It is no secret that owning a dog is psychologically good for people but dogs can also serve as effective guardians and protectors against threats ranging from criminals to medical conditions. For thousands of years dogs have been used as guardians to keep trespassers off property and/or within arm’s length of their master. Likewise, today dogs frequently help law enforcement agents apprehend criminals and certain breeds can even be trained to detect drugs, bombs or bodies. Yet other threats–such as medical conditions that can cause potentially fatal strokes and seizures–are far more difficult to recognize. It has only been within the past decade or so that major strides have been made which prove that some dogs can be trained to detect certain ailments even if the afflicted person shows no obvious symptoms.

_The problem_: Carry on the text about dogs as guardians and protectors, picking up after its final sentence.

Stored data:
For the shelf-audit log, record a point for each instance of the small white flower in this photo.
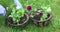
(49, 9)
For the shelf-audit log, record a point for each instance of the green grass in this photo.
(54, 25)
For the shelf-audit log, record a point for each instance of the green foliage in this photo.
(17, 15)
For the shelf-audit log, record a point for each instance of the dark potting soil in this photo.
(38, 17)
(10, 19)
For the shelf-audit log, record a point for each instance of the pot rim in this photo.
(22, 23)
(43, 20)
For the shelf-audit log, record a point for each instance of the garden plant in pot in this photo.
(17, 17)
(41, 16)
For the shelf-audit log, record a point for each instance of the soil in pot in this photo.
(22, 22)
(37, 21)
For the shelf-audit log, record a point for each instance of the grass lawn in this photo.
(54, 25)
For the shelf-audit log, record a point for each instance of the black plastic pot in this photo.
(44, 22)
(23, 21)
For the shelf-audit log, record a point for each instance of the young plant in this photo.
(17, 14)
(41, 12)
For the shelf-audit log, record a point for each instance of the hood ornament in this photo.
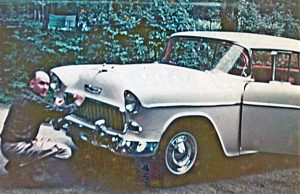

_Result of this task_:
Seeing Eye Dogs are, by far, the most well-known type of “working dog” focused on helping humans cope with health-related issues such as vision impairment. Seeing Eye Dogs are now fairly common fixtures in society; according to Guiding Eyes for the Blind, it is estimated that over 10,000 individuals in the United States alone depend on a guide dog to help them navigate daily life activities. Yet it is becoming increasingly commonplace to see “service dogs” for other kinds of ailments, too. For instance, many people with epilepsy are assigned a specially trained dog that has the ability to warn them of an impending seizure attack–often before they actually feel any symptoms. Likewise, people with mental disorders including Post Traumatic Stress Disorder (PTSD) often find comfort in the presence of a “therapy dog” that is trained to help humans maintain calmness throughout the day. This is somewhat akin to how “therapy animals” sometimes visit hospitals and nursing homes to amuse and inspire patients and residents.
Whilst most airlines, beaches, restaurants and even certain parks have banned dogs, any canine that is a certified “working dog” must, by law, be allowed admission into these locations. Likewise, even apartments and housing units that have strict “no pet policies” must make exceptions for animals that help a person who has a disability, be it physical or mental. Such “service dogs” must be born with certain temperaments and go through rigorous training programs before they are eligible for certification but, once achieved, these dogs have hugely positive impacts on both the people that they service and the person’s loved ones.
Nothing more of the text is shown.